Entries supplied |
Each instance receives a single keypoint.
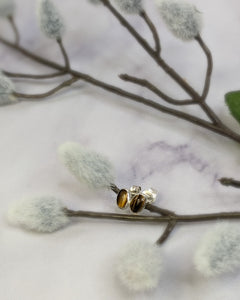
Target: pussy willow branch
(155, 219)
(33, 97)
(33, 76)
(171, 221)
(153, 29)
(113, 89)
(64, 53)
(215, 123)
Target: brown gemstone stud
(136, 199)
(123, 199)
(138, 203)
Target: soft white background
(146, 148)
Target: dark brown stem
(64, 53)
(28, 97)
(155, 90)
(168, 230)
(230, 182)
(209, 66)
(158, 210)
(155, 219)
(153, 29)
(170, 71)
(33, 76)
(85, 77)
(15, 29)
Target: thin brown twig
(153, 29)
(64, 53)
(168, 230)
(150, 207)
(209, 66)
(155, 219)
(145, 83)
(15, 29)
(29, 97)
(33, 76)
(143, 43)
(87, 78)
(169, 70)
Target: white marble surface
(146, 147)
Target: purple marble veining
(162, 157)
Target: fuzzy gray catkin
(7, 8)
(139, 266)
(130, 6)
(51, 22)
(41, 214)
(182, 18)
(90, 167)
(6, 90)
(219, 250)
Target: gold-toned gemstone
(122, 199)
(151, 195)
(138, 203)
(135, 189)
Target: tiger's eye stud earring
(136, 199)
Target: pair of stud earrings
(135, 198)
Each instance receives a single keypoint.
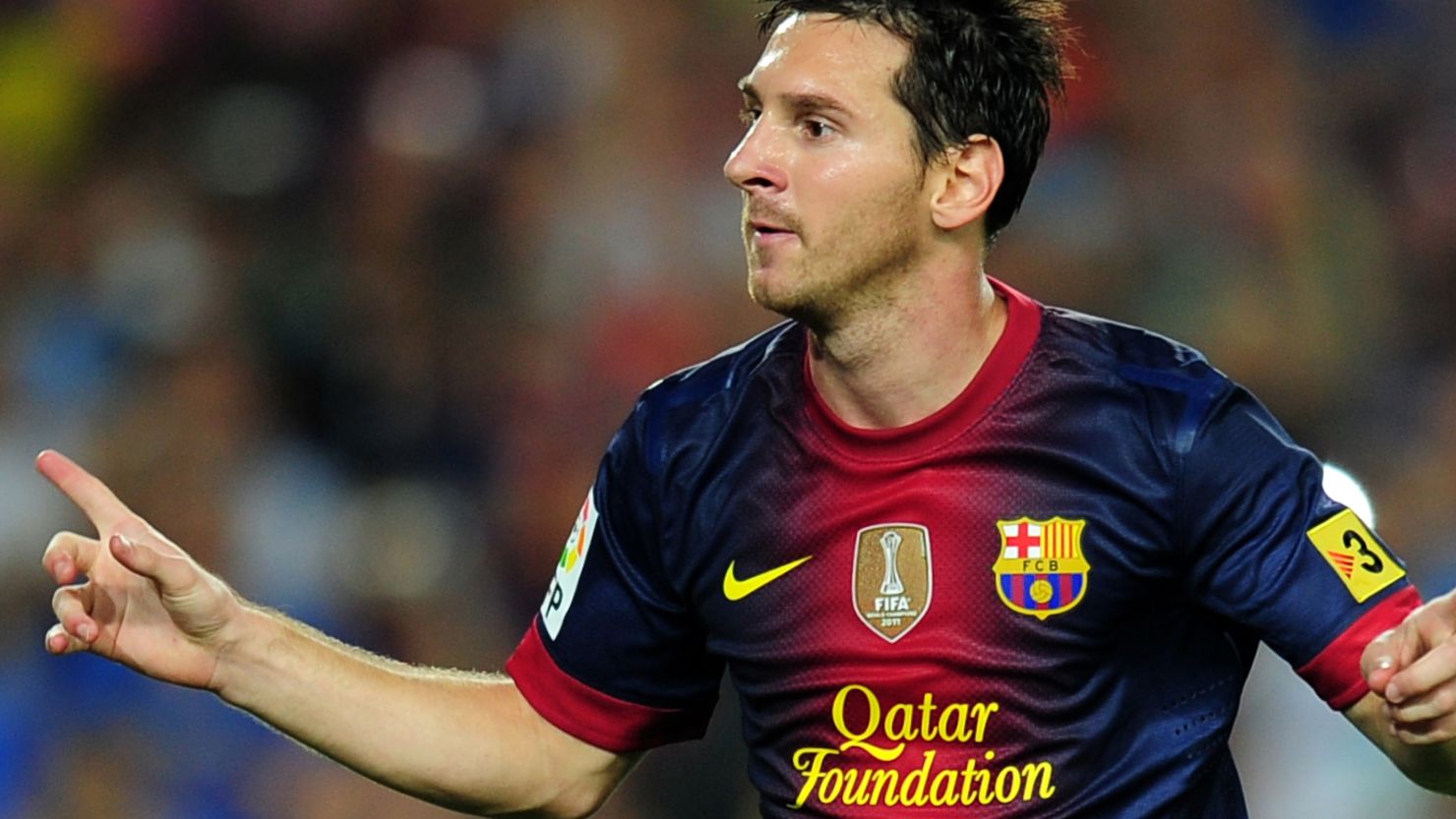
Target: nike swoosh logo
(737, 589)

Your instructions |
Convert every line of the rows above into a numbered list, leaving out blank lines and the pictures.

Solution to the problem |
1. Each instance receives a single keypoint.
2. Target: pussy willow branch
3. (155, 219)
4. (33, 97)
5. (33, 76)
6. (171, 221)
7. (153, 29)
8. (113, 89)
9. (64, 53)
10. (215, 123)
11. Target: brown gemstone stud
12. (136, 199)
13. (123, 199)
14. (138, 203)
15. Target: soft white background
16. (146, 148)
17. Target: dark brown stem
18. (64, 53)
19. (28, 97)
20. (155, 90)
21. (168, 230)
22. (230, 182)
23. (209, 66)
24. (158, 210)
25. (155, 219)
26. (153, 29)
27. (170, 71)
28. (33, 76)
29. (85, 77)
30. (15, 29)
31. Target: thin brown twig
32. (153, 29)
33. (64, 53)
34. (168, 230)
35. (150, 207)
36. (209, 66)
37. (155, 219)
38. (145, 83)
39. (15, 29)
40. (29, 97)
41. (33, 76)
42. (143, 43)
43. (87, 78)
44. (169, 70)
45. Target: white marble surface
46. (146, 147)
47. Target: purple marble veining
48. (162, 157)
49. Target: fuzzy gray catkin
50. (7, 8)
51. (139, 266)
52. (130, 6)
53. (51, 22)
54. (41, 214)
55. (182, 18)
56. (90, 167)
57. (6, 90)
58. (219, 250)
59. Target: gold-toned gemstone
60. (122, 199)
61. (151, 195)
62. (138, 203)
63. (135, 189)
64. Target: tiger's eye stud earring
65. (136, 199)
66. Target: pair of stud earrings
67. (135, 198)
68. Each instance receives a single keypoint.
69. Target: nike swoosh logo
70. (737, 589)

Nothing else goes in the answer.